--- Extracted material ---

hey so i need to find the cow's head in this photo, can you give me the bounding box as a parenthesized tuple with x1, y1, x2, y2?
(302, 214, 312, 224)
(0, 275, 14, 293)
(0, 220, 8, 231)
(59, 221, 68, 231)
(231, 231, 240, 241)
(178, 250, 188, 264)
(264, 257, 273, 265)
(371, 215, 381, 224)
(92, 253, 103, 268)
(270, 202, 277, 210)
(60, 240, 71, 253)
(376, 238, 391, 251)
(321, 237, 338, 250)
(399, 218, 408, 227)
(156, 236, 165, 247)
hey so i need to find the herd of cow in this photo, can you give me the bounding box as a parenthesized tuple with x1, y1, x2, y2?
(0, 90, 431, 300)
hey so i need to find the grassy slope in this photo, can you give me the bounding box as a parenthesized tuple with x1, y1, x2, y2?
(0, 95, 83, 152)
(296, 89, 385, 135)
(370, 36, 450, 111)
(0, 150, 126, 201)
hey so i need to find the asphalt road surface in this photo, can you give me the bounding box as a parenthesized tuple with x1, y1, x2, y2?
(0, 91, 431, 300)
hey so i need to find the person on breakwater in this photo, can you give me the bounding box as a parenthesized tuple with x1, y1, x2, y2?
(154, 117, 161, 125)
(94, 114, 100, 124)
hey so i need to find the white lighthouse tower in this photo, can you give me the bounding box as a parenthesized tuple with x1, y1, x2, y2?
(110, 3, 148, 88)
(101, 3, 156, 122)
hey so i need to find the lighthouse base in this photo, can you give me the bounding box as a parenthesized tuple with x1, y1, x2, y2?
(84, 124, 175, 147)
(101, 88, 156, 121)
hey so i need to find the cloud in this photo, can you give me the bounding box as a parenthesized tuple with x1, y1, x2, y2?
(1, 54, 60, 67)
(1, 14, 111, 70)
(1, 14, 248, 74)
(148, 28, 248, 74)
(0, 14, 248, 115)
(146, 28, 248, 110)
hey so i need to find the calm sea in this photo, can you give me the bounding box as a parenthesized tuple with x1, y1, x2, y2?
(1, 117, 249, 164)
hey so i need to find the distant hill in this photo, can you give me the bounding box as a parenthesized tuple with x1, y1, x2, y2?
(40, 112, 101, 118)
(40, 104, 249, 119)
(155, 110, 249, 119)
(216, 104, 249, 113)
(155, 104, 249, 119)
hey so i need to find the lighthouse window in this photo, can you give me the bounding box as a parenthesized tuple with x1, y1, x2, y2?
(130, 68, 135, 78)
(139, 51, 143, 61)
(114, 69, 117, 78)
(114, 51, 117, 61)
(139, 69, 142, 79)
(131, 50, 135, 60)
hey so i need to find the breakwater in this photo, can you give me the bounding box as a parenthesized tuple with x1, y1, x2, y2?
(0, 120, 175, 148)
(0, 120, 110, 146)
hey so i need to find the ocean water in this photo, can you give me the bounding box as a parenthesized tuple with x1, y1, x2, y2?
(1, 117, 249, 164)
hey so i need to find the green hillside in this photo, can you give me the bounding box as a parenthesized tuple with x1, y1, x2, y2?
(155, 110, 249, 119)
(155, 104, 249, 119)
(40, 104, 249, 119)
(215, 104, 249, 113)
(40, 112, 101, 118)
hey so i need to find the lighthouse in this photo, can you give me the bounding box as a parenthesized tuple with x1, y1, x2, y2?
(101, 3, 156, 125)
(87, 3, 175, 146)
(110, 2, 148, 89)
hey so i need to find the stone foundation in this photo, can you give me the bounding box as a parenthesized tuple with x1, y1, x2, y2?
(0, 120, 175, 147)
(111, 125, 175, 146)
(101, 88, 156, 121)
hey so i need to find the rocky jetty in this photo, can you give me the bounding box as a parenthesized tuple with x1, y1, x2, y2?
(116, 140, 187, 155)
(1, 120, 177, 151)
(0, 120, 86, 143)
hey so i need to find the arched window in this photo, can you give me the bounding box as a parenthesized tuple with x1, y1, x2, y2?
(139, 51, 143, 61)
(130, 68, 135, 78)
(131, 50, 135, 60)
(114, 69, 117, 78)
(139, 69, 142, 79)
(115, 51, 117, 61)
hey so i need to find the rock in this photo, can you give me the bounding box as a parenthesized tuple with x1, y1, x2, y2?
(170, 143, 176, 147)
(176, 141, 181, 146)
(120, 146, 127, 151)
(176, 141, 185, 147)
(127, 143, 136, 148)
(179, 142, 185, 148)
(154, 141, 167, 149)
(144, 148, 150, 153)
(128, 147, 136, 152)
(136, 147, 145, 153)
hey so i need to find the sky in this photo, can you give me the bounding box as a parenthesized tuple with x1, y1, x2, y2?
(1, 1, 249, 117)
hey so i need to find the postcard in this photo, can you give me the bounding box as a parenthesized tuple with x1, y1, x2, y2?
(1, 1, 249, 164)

---

Only the lines from the one with "hey so i need to find the sky" through the final line above belong in the answer, each retyped exactly.

hey so i need to find the sky in this photo, can you give me the bounding box as a parenthesized tuple with x1, y1, x2, y2?
(1, 1, 249, 117)
hey so i need to find the postcard in this photo, can you give me the bounding box as a parenthesized tuple with x1, y1, x2, y2?
(1, 1, 249, 164)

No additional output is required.